Data supplied:
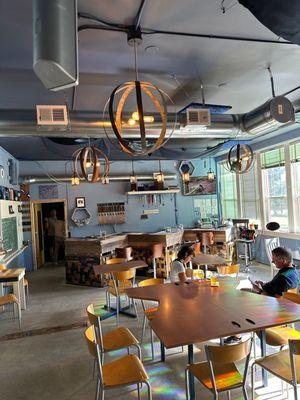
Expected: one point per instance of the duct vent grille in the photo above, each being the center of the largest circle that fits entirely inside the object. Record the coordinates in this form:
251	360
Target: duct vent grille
199	116
52	115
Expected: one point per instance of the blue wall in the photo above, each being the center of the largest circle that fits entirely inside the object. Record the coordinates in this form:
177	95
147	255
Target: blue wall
115	192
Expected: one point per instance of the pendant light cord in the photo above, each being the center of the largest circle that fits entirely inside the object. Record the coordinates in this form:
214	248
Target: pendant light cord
135	62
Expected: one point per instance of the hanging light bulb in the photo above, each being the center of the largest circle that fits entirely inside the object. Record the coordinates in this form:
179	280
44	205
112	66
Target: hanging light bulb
210	172
75	180
186	177
133	180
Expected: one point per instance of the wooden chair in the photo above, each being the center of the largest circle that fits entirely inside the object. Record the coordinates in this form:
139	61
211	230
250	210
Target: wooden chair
116	287
120	338
11	299
125	371
279	336
271	244
285	365
26	285
228	269
219	373
149	313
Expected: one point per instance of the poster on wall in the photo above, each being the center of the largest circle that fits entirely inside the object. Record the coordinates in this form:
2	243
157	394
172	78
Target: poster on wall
48	192
200	185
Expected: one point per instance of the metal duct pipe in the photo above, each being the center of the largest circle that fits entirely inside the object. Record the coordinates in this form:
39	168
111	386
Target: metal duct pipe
269	116
114	178
90	124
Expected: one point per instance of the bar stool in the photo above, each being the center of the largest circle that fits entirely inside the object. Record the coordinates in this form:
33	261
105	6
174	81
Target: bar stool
157	252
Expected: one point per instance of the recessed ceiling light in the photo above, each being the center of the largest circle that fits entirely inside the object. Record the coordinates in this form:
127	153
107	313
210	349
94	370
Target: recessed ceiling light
151	49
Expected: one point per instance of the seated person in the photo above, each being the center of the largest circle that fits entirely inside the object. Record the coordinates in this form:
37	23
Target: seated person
285	279
179	271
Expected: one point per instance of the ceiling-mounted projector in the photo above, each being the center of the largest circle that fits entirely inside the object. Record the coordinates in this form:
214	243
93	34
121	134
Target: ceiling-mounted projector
269	116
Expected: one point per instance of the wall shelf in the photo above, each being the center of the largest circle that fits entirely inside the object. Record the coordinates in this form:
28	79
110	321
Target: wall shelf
145	192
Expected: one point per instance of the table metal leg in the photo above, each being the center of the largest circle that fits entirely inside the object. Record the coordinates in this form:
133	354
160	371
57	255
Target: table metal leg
16	289
162	352
191	377
263	349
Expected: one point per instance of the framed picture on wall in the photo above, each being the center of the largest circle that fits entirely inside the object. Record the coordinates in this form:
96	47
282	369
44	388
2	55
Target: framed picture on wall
200	185
80	202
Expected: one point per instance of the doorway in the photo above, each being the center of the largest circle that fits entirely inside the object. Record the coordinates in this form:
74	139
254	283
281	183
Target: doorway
49	229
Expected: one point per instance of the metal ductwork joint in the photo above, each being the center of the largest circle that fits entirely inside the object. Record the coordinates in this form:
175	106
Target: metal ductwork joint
269	116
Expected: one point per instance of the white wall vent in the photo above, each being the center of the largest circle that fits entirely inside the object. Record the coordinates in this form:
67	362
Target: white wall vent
52	115
198	116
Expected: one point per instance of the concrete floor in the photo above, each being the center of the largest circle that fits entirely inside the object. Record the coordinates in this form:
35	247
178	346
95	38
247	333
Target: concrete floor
57	365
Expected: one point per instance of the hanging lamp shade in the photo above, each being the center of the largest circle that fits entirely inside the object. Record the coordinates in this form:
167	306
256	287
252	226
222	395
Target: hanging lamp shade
144	95
90	164
240	158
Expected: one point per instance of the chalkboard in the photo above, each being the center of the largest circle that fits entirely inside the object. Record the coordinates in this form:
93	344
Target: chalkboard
9	233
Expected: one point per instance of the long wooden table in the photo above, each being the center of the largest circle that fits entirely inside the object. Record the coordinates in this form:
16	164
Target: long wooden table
16	277
196	312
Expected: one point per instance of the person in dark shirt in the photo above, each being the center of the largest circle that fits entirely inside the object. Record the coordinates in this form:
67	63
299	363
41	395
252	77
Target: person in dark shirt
285	279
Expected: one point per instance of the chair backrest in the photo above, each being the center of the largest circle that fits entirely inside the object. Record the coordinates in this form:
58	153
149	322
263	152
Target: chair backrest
228	269
122	276
228	354
94	319
292	297
94	349
151	281
271	244
115	261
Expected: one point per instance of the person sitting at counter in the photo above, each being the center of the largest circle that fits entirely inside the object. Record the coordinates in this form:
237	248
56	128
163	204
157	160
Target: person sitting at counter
179	272
285	279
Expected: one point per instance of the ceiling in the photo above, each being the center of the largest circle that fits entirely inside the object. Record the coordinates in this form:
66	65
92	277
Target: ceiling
233	72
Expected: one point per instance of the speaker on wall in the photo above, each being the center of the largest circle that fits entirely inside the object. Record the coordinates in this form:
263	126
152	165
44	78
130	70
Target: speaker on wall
55	43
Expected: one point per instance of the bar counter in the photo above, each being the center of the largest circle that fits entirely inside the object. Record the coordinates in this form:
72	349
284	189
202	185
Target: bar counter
82	254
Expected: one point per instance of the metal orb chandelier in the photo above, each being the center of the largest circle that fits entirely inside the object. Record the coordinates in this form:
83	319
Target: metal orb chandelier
143	97
90	164
240	158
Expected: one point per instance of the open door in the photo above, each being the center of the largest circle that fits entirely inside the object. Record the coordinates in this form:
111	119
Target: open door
38	233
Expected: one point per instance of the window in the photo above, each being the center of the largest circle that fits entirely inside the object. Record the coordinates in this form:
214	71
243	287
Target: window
208	207
228	193
295	173
249	195
274	187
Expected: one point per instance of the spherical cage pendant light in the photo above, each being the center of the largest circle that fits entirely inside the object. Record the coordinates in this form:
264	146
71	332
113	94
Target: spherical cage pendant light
158	99
240	158
90	164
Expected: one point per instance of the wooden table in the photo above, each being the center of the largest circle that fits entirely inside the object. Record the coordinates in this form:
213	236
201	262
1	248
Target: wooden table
125	266
16	277
196	312
118	267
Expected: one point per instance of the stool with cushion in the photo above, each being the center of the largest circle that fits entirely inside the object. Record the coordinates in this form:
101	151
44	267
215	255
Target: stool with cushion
124	371
149	313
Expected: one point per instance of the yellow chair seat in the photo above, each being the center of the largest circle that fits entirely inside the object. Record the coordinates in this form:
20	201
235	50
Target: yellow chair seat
126	370
8	299
226	375
279	365
150	312
280	335
121	288
118	339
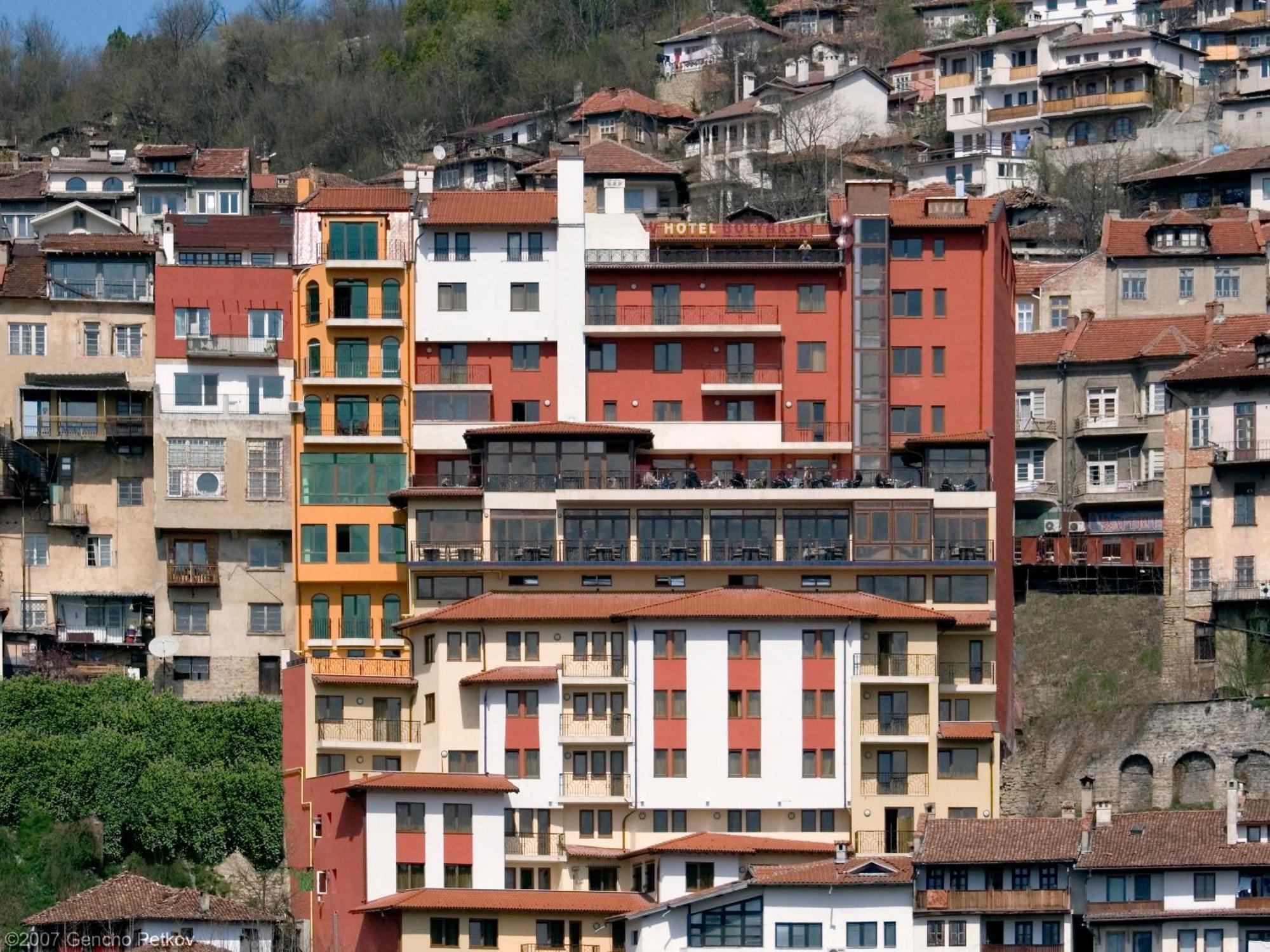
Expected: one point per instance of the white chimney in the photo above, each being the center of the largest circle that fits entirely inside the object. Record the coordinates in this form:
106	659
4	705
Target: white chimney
1103	813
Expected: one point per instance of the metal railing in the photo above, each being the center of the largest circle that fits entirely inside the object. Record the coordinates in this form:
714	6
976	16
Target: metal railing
194	574
594	667
87	428
600	727
451	374
534	845
871	842
580	785
886	666
882	785
672	315
232	346
369	732
822	257
968	672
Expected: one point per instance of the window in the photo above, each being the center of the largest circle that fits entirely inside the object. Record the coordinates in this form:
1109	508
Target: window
525	298
798	936
453	298
27	340
265	469
811	299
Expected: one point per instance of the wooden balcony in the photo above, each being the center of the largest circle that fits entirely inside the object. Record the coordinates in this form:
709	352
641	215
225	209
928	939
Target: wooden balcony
994	901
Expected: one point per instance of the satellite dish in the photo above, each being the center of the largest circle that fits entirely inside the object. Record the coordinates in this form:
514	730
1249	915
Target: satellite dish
164	647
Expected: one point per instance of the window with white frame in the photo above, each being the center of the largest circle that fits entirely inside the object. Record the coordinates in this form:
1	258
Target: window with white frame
196	468
27	340
264	469
128	341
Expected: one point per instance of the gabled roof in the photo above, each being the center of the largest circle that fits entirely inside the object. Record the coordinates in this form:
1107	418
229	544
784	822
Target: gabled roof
131	897
628	101
1033	840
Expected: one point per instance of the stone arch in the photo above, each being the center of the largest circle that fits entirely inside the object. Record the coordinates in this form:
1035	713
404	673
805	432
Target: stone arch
1194	780
1137	779
1253	771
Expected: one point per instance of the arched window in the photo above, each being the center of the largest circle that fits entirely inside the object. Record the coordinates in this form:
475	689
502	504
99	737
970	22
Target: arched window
313	416
391	357
319	623
392	298
1123	130
313	303
1081	134
392	417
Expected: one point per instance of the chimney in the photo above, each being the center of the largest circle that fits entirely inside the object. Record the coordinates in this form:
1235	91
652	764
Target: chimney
1086	783
1234	794
1103	813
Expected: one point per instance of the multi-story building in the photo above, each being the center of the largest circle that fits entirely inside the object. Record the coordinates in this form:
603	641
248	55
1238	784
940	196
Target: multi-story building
224	347
1215	616
354	314
681	492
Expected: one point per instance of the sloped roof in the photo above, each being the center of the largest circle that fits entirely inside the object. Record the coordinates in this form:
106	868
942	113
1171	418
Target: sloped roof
492	208
1033	840
131	897
628	101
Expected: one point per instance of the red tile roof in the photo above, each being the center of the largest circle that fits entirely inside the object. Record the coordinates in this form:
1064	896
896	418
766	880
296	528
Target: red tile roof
360	199
514	675
609	158
628	101
967	731
1034	840
131	897
492	209
596	902
443	783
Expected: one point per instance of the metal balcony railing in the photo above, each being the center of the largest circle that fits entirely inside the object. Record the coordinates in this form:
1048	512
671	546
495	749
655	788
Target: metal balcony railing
580	785
885	666
369	732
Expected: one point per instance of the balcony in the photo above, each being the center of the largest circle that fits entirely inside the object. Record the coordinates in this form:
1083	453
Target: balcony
88	428
194	574
895	666
896	727
893	785
1245	451
594	667
581	786
681	317
714	257
994	901
1097	101
366	731
873	842
601	728
72	515
967	673
232	346
534	845
1014	112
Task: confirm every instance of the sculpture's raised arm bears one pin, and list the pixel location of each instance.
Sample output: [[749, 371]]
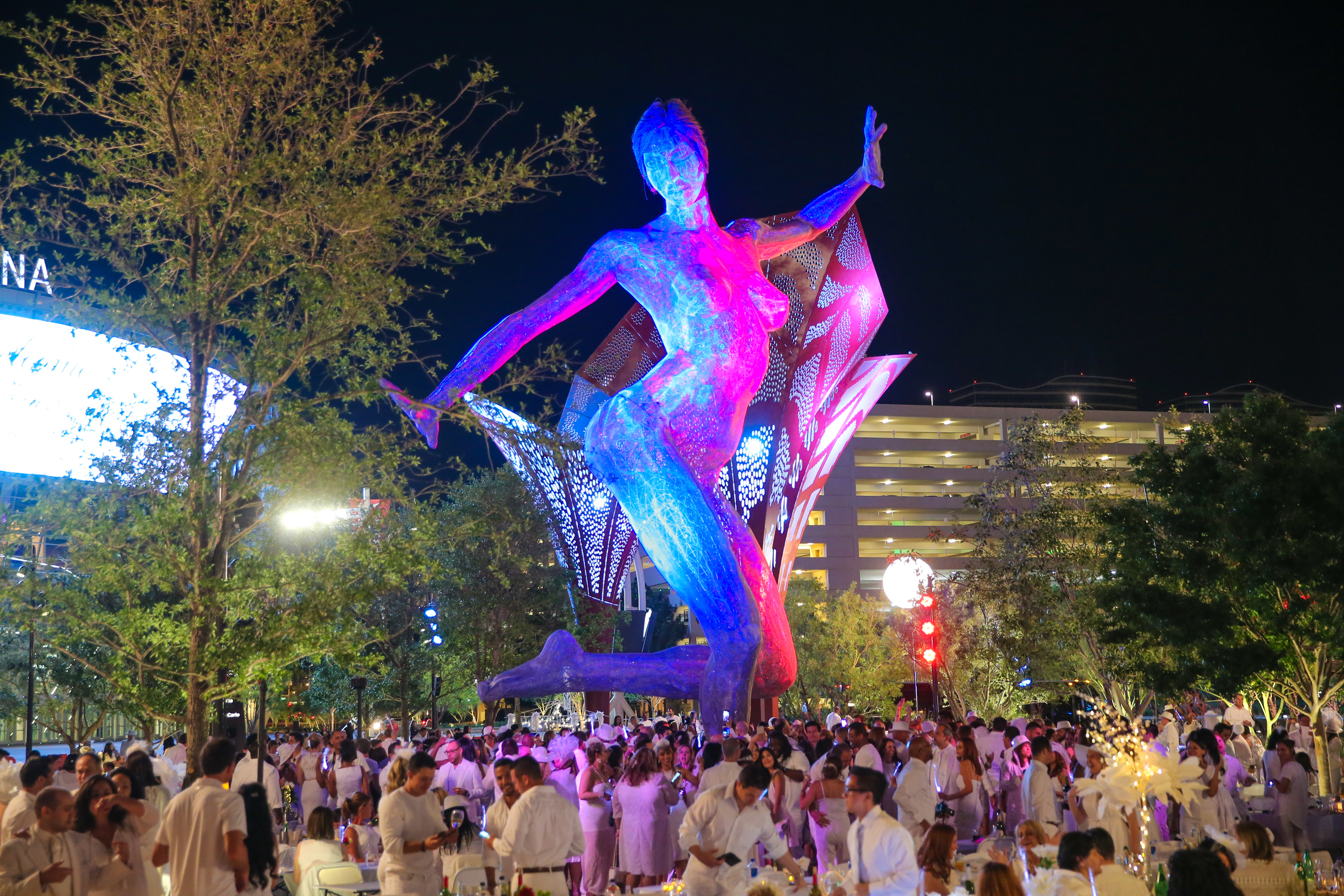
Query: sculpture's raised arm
[[827, 209], [577, 291]]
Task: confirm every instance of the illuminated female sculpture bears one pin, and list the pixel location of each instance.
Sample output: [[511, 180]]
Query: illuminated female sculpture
[[660, 444]]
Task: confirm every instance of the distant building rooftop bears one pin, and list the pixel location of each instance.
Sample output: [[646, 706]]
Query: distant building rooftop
[[1234, 397], [1100, 393]]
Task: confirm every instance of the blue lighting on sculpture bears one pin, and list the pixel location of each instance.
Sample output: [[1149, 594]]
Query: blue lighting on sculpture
[[670, 447]]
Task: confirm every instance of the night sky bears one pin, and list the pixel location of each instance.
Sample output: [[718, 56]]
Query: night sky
[[1147, 191]]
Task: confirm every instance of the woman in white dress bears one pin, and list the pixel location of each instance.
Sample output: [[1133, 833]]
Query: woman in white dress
[[140, 769], [312, 781], [824, 802], [319, 848], [362, 843], [1213, 804], [464, 848], [1086, 810], [105, 818], [667, 765], [350, 777]]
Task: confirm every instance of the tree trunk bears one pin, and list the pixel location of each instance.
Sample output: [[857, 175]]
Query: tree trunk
[[197, 706]]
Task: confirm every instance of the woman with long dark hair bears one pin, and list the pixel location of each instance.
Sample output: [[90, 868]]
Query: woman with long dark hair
[[640, 805], [108, 829], [260, 841], [936, 856]]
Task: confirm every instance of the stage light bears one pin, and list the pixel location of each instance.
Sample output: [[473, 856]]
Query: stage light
[[906, 578]]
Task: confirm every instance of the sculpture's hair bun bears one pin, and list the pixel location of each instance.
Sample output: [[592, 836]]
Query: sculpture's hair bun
[[664, 125]]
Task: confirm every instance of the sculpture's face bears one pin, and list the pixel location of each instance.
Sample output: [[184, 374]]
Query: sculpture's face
[[676, 172]]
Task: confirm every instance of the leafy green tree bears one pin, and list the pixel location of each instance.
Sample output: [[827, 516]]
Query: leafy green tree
[[850, 650], [1037, 554], [232, 186], [1229, 570], [498, 589]]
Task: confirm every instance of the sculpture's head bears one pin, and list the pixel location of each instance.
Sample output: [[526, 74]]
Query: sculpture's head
[[671, 152]]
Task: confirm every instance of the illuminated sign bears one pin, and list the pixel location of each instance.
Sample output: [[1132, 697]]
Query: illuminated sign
[[21, 275], [65, 392]]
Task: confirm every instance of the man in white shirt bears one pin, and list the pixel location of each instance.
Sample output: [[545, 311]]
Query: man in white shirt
[[1291, 800], [1077, 859], [1112, 880], [543, 831], [245, 773], [865, 754], [730, 821], [49, 862], [1237, 712], [175, 751], [916, 801], [201, 837], [726, 771], [22, 813], [882, 853], [1038, 790], [496, 820], [945, 763], [412, 827], [463, 778]]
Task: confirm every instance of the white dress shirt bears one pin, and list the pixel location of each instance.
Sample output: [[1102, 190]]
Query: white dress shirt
[[468, 777], [916, 801], [882, 855], [722, 775], [867, 757], [717, 825], [496, 820], [18, 816], [245, 773], [543, 831], [405, 818], [194, 827], [1113, 882], [945, 769], [1038, 797]]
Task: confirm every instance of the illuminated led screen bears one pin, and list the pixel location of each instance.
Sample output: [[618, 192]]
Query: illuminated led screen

What this task involves: From the line that contains "Task: confirm every instance of the white" down to the last line of the listing above, repeat each line exactly, and include nothing else.

Reply to the exercise:
Task: confirm every instance of the white dress shirt bears one pin, and list the pixel location of each instance.
Sample output: [[1102, 190]]
Query: white dress shirt
[[468, 777], [916, 801], [882, 855], [722, 775], [867, 757], [717, 825], [496, 820], [18, 816], [245, 773], [543, 831], [405, 818], [194, 827], [1113, 882], [945, 769], [1038, 797]]
Task: confirm every instance of the illuminated led screen bears one pin, and list the pixel location of each instance.
Sample output: [[618, 192]]
Query: illuminated led screen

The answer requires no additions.